=== EXERCISE DESCRIPTION ===
Look through the data below and extract, unchanged, the lines from the one that contains "Query: horse hoof" to the one that contains "Query: grey blanket", both included.

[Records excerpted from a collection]

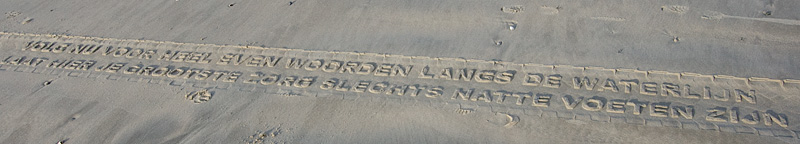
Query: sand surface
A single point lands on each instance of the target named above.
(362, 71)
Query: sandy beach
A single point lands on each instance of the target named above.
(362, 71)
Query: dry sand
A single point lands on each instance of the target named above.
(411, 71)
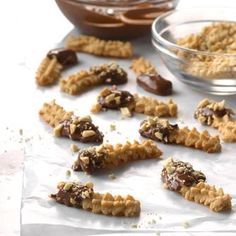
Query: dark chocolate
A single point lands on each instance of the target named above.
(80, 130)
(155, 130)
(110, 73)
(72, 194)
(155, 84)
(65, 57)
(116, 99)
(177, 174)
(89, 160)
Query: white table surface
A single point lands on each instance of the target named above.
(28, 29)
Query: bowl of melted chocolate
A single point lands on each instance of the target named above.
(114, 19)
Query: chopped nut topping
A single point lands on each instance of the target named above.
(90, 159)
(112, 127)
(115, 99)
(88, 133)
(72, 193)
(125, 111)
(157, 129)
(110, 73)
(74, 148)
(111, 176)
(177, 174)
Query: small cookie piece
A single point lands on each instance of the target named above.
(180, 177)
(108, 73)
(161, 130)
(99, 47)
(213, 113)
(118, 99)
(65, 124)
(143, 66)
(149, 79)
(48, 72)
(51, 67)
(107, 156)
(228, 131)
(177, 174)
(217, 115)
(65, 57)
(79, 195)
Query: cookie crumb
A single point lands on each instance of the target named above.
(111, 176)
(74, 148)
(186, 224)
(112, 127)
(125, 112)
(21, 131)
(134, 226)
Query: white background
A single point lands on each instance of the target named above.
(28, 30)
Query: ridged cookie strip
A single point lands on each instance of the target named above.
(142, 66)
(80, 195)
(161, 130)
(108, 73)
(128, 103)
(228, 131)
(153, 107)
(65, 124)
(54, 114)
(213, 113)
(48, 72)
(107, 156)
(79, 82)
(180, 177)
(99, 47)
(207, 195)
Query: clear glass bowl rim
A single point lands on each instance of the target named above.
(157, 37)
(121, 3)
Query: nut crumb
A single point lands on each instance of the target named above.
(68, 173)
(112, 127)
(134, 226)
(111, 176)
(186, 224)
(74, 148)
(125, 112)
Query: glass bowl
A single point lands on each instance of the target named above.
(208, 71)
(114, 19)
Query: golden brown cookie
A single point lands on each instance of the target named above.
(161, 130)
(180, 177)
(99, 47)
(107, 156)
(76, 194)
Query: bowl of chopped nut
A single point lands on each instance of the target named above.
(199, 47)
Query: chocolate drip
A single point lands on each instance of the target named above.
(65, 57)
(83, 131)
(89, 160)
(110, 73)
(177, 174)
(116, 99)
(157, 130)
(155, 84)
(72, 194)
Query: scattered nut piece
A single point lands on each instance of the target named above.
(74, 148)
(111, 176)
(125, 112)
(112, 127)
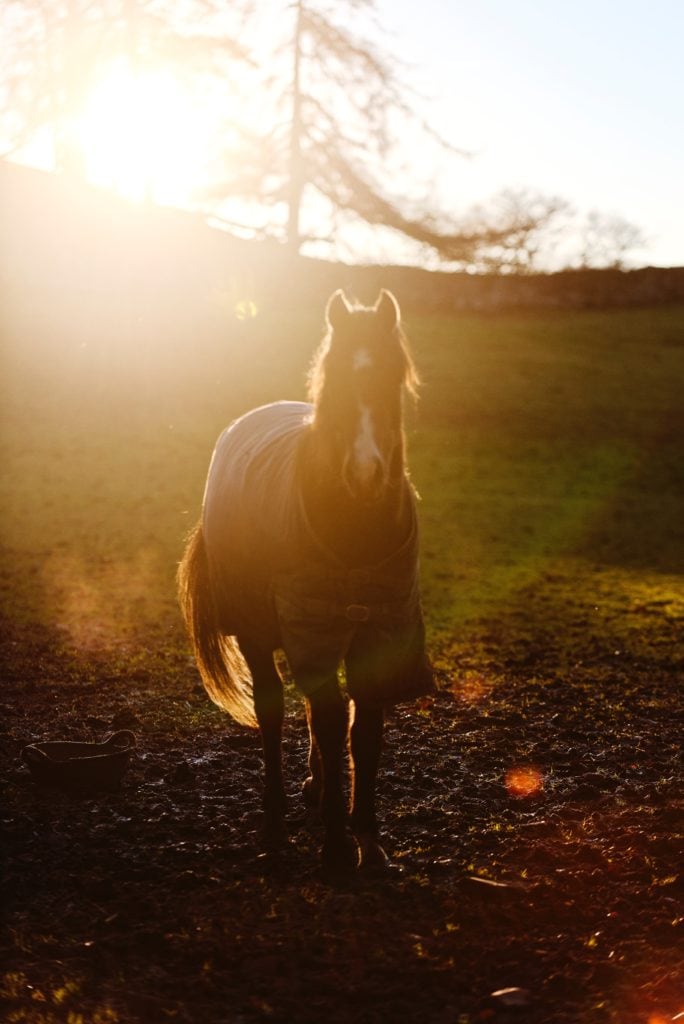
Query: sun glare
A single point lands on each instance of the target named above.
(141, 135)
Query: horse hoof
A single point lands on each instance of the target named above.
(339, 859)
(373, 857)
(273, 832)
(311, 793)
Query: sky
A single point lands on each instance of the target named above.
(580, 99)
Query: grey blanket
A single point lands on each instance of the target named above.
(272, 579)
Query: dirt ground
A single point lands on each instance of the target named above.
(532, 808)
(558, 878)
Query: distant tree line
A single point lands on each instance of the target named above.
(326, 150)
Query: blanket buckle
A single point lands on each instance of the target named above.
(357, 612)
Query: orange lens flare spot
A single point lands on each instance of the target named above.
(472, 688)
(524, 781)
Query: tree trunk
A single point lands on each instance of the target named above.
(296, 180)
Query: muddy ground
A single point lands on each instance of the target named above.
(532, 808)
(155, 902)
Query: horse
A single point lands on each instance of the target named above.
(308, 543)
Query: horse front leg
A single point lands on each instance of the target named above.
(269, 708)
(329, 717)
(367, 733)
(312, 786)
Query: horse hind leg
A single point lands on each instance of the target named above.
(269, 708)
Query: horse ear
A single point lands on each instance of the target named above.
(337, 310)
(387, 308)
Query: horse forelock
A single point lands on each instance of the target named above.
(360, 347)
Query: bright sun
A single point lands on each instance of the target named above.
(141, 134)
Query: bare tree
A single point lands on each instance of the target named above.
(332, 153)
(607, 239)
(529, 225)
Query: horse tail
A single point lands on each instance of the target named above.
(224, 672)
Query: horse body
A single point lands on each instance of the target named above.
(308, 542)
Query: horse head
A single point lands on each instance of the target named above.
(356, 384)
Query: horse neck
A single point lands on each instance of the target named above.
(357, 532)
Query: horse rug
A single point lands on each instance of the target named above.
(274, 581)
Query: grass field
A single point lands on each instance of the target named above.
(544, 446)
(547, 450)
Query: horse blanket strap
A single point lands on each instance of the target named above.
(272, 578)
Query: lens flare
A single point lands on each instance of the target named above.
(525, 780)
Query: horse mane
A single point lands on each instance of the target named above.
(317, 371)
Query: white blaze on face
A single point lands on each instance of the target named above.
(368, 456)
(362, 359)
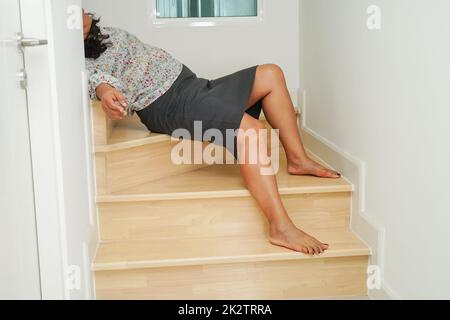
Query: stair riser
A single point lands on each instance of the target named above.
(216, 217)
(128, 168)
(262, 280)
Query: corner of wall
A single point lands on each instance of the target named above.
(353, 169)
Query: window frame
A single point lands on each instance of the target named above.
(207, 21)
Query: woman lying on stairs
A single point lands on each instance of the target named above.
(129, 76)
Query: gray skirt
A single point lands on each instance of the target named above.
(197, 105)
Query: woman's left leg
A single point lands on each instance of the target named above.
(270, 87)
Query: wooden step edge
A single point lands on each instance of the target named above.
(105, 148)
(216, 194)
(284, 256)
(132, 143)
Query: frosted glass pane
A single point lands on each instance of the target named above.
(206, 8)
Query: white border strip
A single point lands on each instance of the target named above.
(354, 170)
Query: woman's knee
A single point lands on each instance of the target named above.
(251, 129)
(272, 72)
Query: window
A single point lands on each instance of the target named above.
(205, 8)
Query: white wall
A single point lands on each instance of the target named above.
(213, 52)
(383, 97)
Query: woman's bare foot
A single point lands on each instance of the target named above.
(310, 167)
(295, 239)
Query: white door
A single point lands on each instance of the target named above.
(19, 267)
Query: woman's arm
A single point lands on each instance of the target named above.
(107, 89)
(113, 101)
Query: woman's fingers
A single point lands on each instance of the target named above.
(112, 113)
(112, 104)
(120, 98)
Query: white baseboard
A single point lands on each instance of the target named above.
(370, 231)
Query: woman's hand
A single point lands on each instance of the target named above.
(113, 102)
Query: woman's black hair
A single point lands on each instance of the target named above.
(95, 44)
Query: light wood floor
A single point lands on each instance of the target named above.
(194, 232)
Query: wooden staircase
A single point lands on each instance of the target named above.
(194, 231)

=== EXERCISE RESPONSE ===
Query: horse hoof
A single point lands on each instance of the target named above.
(339, 859)
(373, 857)
(273, 832)
(311, 793)
Query: sky
A single point lands on each instance of the target named above.
(580, 99)
Query: grey blanket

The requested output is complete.